BEGIN EXCERPT TO READ

Dow companies are typically regarded as companies that stand the test of time. They represent an older generation of investors that have probably held Procter & Gamble (NYSEL PG) and Coca-Cola (NYSE: KO) in their portfolios since the early 70s. So, when you see the Dow Jones is up on the day, rest assure, your grandaddy’s portfolio is doing fine.
Albeit, some Dow companies such as IBM (NYSE: IBM) and Cisco Systems (NASDAQ: CSCO) are barely even recognized by younger investors. I don’t think I ever met a single person that purchased Traveler’s Insurance (NYSE: TRV), let alone the stock. These companies are no longer the companies they used to be, and deserve to be replaced with companies that better represent the current economy (Amazon anyone?)
Maybe, this is why in 2020, the Dow Jones organizers thought it would be a good idea to push out the pharmaceutical giant Pfizer (NYSE: PFE) [up 70% since January], for the growing biotech company Amgen (NASDAQ: AMGN) [down 13% for the year]. Not to mention the inclusion of Salesforce.com (NYSE: CRM), a company that I doubt, even the most experienced investor, knows what their business does. (At least it’s up 14% year-to-date!)
Regardless of the changes, the Nasdaq 100 is up 36% on the year, while the Dow lags behind with a 26% gain (the Dow is in SHAMBLES!)
So what’s the problem with proclaiming the Nasdaq 100 as the end-all, be all, indicator of economic growth for years to come?

END EXCERPT TO READ
BEGIN MATERIAL PROVIDED

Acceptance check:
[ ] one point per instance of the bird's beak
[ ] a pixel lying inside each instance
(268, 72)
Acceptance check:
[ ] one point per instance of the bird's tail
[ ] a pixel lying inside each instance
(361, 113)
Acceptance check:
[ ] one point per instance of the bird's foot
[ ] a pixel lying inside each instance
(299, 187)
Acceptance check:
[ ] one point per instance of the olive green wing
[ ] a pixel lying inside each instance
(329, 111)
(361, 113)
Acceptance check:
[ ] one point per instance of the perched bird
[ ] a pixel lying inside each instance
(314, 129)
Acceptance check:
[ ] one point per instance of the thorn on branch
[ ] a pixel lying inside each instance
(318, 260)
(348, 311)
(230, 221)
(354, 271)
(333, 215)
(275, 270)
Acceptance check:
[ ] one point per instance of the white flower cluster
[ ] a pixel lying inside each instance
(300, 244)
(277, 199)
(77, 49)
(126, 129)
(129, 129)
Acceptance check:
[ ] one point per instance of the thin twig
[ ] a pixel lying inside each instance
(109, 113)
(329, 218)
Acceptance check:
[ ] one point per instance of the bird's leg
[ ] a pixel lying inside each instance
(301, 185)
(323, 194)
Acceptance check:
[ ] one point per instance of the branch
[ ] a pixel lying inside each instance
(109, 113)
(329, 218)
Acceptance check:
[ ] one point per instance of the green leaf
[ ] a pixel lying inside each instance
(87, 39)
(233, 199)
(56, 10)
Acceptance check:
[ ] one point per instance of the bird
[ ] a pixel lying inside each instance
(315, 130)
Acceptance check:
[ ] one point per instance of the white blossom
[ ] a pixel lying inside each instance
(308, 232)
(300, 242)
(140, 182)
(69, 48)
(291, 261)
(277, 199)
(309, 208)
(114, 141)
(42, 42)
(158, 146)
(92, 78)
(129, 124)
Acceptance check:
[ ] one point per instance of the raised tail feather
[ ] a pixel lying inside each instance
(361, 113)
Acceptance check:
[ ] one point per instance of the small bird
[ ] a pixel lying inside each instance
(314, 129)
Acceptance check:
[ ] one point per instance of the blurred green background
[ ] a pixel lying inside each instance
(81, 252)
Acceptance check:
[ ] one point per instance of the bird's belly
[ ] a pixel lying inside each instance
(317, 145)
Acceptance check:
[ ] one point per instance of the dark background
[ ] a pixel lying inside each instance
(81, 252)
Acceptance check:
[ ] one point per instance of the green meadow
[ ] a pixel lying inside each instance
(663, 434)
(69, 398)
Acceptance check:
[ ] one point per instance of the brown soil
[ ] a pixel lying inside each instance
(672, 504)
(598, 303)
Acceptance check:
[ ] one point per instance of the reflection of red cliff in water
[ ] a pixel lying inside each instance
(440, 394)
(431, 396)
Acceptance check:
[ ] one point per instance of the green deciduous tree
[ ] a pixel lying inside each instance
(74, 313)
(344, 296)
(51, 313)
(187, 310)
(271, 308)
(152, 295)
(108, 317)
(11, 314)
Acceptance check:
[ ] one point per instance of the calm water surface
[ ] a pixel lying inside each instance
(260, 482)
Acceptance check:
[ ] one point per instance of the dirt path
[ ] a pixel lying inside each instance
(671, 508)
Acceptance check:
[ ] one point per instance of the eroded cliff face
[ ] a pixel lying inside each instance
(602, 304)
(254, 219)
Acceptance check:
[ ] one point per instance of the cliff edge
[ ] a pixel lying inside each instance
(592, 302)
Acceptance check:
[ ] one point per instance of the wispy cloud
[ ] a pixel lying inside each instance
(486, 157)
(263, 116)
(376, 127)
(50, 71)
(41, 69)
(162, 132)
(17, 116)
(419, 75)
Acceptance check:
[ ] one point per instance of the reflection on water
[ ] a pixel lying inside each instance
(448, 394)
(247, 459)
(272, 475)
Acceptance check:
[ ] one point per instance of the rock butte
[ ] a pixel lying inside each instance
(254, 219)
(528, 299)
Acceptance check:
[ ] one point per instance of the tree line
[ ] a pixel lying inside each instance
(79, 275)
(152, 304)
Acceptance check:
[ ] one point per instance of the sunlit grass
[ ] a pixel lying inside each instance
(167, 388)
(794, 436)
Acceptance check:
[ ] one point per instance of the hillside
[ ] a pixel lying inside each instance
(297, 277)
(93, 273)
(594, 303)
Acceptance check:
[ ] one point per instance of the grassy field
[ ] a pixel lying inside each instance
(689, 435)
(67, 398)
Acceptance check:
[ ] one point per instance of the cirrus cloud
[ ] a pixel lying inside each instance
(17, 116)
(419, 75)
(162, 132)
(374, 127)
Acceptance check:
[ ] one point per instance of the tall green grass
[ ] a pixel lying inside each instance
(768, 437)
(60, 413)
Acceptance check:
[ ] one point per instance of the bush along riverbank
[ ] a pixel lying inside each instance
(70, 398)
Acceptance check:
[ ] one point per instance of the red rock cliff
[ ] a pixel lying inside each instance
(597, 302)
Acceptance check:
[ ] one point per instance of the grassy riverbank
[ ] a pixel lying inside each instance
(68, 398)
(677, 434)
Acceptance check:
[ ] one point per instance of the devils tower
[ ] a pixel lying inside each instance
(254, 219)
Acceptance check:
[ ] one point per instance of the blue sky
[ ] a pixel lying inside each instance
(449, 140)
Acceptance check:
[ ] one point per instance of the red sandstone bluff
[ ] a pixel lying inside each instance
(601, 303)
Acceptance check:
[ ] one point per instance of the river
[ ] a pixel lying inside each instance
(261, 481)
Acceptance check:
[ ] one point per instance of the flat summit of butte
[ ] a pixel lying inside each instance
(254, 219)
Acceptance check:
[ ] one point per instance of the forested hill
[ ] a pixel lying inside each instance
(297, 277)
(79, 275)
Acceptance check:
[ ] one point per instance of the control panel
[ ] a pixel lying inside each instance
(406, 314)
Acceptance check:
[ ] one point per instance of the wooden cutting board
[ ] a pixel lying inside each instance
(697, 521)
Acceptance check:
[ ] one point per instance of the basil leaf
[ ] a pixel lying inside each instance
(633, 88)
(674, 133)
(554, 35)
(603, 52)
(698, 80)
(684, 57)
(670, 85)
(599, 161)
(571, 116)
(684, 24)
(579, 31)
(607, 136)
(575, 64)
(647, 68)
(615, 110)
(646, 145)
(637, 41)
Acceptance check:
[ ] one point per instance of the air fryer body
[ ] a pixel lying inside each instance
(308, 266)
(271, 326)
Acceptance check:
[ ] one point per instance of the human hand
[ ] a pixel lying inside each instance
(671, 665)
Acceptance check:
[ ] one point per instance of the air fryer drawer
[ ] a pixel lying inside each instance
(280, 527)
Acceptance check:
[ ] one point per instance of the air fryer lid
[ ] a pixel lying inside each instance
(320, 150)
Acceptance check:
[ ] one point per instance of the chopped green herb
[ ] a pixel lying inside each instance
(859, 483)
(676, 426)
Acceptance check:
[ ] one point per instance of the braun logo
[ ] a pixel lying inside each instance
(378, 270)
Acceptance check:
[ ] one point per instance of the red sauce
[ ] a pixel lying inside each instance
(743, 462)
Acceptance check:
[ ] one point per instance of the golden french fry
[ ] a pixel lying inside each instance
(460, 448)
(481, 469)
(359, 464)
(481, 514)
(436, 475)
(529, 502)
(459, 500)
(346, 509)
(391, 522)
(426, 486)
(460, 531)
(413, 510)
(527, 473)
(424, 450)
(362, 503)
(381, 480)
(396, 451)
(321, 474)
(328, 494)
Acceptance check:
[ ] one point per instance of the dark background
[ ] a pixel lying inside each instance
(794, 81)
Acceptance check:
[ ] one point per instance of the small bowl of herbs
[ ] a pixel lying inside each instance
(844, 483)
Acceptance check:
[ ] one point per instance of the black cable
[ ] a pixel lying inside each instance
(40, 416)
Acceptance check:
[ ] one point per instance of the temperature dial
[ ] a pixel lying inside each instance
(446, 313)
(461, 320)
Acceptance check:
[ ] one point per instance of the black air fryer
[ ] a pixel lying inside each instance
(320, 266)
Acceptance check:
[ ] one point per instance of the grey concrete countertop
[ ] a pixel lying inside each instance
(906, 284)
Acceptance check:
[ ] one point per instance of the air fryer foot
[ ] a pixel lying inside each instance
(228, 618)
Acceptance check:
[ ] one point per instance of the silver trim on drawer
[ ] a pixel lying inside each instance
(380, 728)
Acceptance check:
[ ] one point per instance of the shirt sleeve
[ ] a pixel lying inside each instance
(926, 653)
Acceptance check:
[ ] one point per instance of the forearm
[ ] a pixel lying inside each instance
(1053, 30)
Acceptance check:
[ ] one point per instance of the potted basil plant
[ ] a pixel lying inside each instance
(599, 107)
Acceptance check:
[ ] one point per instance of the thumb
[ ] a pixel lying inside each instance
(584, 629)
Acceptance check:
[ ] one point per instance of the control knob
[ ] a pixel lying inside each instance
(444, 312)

END MATERIAL PROVIDED

## INSTRUCTIONS FOR THE TASK
Write out the Dow companies text from "Maybe, this is" to "is in SHAMBLES!)", word for word.

## PROBLEM SOLUTION
Maybe, this is why in 2020, the Dow Jones organizers thought it would be a good idea to push out the pharmaceutical giant Pfizer (NYSE: PFE) [up 70% since January], for the growing biotech company Amgen (NASDAQ: AMGN) [down 13% for the year]. Not to mention the inclusion of Salesforce.com (NYSE: CRM), a company that I doubt, even the most experienced investor, knows what their business does. (At least it’s up 14% year-to-date!)
Regardless of the changes, the Nasdaq 100 is up 36% on the year, while the Dow lags behind with a 26% gain (the Dow is in SHAMBLES!)